» **INSTRUCTIONS FOR THE TASK**: State how many lines in the items below contain the string "duck", treating uppercase and lowercase letters as distinct. Respond with the number alone.

▶

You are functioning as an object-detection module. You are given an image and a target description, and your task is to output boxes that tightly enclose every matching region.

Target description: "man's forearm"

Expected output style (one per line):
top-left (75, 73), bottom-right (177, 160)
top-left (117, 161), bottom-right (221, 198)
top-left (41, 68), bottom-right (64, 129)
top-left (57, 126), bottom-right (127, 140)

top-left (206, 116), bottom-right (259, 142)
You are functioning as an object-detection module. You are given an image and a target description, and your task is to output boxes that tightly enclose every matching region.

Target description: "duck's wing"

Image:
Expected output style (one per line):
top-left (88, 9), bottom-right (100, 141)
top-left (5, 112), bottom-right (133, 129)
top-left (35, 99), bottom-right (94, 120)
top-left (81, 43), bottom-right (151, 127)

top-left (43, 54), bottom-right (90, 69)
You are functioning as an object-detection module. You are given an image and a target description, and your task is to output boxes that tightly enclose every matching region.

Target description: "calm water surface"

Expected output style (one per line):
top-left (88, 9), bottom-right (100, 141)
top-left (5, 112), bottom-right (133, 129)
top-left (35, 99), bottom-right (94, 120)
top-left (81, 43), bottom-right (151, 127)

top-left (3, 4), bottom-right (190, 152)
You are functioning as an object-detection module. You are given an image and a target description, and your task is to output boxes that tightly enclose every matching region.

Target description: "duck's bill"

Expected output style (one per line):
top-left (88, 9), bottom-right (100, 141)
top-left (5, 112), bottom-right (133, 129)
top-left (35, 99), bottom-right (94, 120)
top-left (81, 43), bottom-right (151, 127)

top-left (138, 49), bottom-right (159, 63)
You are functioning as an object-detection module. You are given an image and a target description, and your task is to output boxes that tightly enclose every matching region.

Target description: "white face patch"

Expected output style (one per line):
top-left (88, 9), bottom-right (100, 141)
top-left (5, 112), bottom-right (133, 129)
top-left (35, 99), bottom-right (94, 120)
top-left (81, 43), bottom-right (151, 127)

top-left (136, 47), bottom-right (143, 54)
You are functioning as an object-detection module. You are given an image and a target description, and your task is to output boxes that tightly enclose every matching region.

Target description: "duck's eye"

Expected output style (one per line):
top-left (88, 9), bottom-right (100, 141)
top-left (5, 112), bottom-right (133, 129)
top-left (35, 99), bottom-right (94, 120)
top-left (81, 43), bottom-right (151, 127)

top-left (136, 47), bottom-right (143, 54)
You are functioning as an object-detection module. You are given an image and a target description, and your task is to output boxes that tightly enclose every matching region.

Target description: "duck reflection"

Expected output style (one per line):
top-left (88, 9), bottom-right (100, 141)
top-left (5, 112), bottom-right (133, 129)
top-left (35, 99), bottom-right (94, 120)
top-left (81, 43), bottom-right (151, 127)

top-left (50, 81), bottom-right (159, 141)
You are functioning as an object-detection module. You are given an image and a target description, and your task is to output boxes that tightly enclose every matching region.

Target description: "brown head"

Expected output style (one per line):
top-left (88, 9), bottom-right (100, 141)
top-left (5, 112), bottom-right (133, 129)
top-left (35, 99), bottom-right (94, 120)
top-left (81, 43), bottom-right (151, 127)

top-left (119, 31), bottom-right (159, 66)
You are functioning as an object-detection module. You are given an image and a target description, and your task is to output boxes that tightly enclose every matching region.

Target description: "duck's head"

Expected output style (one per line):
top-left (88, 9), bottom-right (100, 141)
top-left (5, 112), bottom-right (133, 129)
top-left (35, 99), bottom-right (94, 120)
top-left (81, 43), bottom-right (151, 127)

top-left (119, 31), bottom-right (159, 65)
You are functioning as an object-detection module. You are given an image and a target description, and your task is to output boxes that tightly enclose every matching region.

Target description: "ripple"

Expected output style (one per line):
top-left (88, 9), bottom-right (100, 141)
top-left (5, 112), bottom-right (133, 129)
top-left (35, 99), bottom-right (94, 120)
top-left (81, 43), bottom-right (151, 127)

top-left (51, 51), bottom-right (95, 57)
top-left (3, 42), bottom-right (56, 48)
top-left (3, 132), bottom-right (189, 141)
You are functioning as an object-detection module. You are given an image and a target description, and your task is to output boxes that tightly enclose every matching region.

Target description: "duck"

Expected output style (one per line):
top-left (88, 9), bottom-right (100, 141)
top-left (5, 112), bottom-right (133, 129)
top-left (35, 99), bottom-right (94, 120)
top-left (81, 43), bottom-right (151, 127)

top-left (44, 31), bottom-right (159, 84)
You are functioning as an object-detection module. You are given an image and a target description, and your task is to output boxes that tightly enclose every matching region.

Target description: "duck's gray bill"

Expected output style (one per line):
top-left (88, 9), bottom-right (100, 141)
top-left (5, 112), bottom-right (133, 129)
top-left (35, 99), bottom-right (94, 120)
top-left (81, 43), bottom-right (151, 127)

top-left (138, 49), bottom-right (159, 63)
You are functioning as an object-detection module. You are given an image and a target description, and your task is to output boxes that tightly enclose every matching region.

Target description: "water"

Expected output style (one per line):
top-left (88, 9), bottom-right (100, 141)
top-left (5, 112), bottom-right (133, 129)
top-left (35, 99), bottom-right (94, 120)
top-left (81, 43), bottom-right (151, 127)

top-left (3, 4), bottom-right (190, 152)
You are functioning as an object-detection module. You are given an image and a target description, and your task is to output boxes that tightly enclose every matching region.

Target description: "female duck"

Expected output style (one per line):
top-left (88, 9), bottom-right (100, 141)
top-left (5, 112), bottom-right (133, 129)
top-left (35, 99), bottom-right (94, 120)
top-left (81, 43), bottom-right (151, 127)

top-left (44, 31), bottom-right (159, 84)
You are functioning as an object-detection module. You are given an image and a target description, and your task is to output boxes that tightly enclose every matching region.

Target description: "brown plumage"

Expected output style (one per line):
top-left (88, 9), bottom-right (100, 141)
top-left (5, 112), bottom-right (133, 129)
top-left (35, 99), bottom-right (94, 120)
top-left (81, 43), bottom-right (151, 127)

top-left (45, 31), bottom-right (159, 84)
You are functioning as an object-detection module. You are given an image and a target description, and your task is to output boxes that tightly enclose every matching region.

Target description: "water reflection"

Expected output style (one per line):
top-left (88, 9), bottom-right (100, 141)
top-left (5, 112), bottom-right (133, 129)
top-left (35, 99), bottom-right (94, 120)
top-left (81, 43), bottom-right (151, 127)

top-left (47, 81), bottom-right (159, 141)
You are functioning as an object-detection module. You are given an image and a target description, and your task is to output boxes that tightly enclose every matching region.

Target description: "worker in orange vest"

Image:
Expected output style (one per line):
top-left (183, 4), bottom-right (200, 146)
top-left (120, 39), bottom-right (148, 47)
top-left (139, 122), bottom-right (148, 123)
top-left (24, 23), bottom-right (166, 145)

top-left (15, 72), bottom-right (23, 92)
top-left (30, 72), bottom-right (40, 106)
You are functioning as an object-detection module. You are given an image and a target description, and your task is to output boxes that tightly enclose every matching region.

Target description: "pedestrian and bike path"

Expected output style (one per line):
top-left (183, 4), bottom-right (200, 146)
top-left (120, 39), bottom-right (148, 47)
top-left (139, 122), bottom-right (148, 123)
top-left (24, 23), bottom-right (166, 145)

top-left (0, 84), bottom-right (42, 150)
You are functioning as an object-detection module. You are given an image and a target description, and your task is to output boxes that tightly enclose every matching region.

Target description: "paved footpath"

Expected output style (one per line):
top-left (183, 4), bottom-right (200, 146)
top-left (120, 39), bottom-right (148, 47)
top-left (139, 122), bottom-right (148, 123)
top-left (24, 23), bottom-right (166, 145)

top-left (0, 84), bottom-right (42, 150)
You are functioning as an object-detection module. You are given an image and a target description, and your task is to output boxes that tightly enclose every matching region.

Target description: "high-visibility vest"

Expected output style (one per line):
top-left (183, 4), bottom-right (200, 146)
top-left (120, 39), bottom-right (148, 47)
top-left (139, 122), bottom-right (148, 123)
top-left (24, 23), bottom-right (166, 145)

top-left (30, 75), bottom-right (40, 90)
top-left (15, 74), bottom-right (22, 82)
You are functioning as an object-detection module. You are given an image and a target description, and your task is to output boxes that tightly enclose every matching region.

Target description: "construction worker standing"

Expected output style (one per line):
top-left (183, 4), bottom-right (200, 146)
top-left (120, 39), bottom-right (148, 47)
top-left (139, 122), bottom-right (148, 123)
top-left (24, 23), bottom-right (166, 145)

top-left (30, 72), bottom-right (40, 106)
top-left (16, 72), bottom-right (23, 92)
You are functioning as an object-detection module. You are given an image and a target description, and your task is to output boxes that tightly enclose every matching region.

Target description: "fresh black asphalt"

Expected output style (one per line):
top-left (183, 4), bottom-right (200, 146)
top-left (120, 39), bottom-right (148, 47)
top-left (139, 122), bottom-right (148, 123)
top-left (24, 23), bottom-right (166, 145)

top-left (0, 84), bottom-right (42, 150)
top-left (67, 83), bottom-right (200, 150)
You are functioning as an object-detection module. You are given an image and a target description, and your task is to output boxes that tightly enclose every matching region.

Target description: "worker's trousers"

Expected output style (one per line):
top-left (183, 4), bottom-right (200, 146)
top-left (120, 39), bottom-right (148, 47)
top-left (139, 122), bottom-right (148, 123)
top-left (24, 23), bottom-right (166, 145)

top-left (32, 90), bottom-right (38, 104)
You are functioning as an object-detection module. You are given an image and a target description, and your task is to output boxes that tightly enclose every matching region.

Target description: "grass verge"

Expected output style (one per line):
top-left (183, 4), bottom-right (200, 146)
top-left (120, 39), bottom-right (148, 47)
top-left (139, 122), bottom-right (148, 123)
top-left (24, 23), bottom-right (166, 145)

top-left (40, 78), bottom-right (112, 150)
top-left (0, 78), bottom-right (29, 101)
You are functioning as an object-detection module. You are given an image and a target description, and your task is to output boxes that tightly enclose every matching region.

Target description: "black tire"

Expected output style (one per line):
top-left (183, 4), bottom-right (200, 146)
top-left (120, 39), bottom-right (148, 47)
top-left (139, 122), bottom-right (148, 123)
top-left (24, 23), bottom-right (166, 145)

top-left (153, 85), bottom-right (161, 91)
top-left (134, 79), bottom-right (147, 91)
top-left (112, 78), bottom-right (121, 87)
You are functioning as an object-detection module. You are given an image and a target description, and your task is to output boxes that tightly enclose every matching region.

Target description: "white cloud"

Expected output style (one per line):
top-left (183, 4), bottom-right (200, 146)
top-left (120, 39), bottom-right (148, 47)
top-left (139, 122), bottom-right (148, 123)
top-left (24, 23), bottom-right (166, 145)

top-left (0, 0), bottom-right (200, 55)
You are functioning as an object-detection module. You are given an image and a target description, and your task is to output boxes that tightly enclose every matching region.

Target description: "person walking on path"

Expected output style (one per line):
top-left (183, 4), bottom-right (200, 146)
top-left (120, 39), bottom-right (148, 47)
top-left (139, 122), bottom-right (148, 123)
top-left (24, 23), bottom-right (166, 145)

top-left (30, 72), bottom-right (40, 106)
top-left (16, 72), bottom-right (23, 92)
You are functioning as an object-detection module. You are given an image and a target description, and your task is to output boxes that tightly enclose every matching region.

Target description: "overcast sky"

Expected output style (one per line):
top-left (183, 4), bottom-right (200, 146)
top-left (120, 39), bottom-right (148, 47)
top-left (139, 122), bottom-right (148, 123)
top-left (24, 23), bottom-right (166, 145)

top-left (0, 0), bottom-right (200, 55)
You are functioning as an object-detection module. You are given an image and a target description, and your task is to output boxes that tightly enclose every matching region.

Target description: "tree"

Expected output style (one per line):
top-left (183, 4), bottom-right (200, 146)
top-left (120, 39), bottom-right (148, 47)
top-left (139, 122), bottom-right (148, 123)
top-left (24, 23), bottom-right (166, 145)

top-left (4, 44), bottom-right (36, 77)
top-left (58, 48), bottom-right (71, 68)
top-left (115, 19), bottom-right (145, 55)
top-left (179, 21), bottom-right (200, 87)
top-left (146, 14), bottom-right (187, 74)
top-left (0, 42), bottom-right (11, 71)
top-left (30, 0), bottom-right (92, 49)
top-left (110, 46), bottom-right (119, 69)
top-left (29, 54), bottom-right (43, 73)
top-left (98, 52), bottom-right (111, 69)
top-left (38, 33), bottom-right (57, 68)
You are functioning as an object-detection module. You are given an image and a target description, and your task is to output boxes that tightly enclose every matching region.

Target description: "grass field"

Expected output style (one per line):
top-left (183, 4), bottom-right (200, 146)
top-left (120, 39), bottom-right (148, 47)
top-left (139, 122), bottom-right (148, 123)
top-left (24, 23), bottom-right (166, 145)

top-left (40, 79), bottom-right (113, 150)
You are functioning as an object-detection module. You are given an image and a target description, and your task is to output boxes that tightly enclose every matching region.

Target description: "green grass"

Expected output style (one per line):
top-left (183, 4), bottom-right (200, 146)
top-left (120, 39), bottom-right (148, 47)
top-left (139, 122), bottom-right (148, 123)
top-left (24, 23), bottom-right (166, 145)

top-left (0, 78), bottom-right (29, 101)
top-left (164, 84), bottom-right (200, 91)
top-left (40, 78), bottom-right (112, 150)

◀

» **FINAL RESULT**: 8